Исходный текст:
»»

Сознавая свой долг и всю ответственность за серьёзное издание, тщательно готовил я большую книгу Максимилиана Волошина.

С нею связано много драматических событий.

 

Предваряя это, столь важное для меня, издание, написал я и опубликовал в периодике статьи о Волошине, а вместе со статьями сделал и публикации некоторых, очень сильных, при советской власти долгие десятилетия не издававшихся его стихов.

Я созвонился с Анастасией Ивановной Цветаевой и консультировался с нею по некоторым, важнейшим, даже сокровенно, для нас-то с нею понятным, вопросам.

Заручившись согласием одного коллекционера, давно связанного с Домом Поэта, многие годы тесно общавшегося с Марией Степановной Волошиной, обладавшего поистине уникальным собранием всевозможных волошинских материалов, я привёз к нему в дом издательских людей — художественного редактора и фотографа, и они, непрерывно ахая и охая при виде так вот просто, вдруг, да так щедро, так, что прямо голова кругом идёт, открывшихся им сокровищ, сняли на слайды никогда ещё не репродуцировавшиеся, великолепные волошинские акварели, настоящие шедевры, а также пересняли и некоторые выразительные фотографии давних времён, и всё это делалось для иллюстрирования будущей книги Волошина.

 

Я списался с Владимиром Купченко, прежним, самым первым, директором Дома-музея Волошина, человеком, знавшим о Волошине абсолютно всё и располагавшим совершенно всеми волошинскими текстами, поскольку он, как позже, вздыхая, говорили исследователи, живя в Доме Поэта, своевременно, да ещё и наверняка по чутью, то есть верно и, главное, поступив, как потом уже оказалось, правильно, совершив не поступок даже, а подвиг, переписал собственноручно каждую строку из волошинского архива, нaxодившегося, как известно, стараниями Марии Степановны, десятилетиями, и даже в годы немецкой оккупации, да и во все периоды советского режима, в идеальном, безукоризненном состоянии, здесь, в Доме, и только позже переданного в государственные хранилища.

 

Купченко в восьмидесятых, насколько мне было известно, много занимался наследием Волошина — и, в меру своих возможностей и с учётом тогдашнего полузапрета на имя поэта, изредка делал кое-какие публикации.

Уже несколько позже, с уходом советской власти, стал он крупнейшим специалистом по Волошину.

И слава Богу, что — так.

А тогда он был если не в загоне, то уж точно в полузагоне, тем более — после серьёзных, пережитых мужественно, и всё-таки серьёзно ударивших по нему, неприятностей с властями.

Я рассудил, что дело это прошлое — и, авось, всё как-нибудь нынче обойдётся, всё, даст Бог, пронесёт.

Важно ведь было — выпустить, коли такая возможность в кои-то веки представилась, книгу Волошина.

««

Поставленная задача A: Кем был Владимир Купченко для Дома-музея Волошина, согласно тексту о книге Волошина?
Поставленная задача B: Дословно перепишите фрагмент текста о книге Волошина, начиная со слов «А тогда он был» и продолжая вплоть до слов «неприятностей с властями.» включительно.

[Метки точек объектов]
»»

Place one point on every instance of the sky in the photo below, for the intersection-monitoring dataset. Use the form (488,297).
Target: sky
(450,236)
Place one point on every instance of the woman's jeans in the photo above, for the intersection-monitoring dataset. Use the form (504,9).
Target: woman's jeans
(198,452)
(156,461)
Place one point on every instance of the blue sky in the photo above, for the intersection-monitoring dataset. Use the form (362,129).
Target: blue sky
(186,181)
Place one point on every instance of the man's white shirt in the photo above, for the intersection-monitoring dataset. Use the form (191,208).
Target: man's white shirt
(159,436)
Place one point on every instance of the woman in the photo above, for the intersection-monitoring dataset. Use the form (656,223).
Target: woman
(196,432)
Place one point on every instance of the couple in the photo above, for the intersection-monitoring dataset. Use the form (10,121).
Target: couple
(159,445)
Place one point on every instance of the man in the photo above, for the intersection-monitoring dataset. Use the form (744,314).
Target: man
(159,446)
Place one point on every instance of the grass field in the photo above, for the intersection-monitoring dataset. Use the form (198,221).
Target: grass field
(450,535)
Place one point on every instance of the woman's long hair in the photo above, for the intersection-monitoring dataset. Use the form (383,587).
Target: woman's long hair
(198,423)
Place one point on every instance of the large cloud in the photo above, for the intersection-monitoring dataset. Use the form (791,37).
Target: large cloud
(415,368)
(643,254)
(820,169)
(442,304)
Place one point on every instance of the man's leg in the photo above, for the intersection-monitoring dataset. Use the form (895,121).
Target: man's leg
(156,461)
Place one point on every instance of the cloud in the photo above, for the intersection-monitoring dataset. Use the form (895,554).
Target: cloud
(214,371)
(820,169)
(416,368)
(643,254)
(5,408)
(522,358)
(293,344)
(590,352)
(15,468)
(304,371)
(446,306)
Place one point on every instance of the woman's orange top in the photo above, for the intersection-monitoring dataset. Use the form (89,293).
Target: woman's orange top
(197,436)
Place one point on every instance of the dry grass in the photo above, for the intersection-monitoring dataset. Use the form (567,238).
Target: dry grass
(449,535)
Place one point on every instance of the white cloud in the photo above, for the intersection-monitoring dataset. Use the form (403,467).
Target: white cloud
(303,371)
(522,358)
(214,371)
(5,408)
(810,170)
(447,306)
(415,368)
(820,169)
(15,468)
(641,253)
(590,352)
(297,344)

««

Ответ A: Он был прежним, самым первым директором Дома-музея Волошина.

Ответ B:
А тогда он был если не в загоне, то уж точно в полузагоне, тем более — после серьёзных, пережитых мужественно, и всё-таки серьёзно ударивших по нему, неприятностей с властями.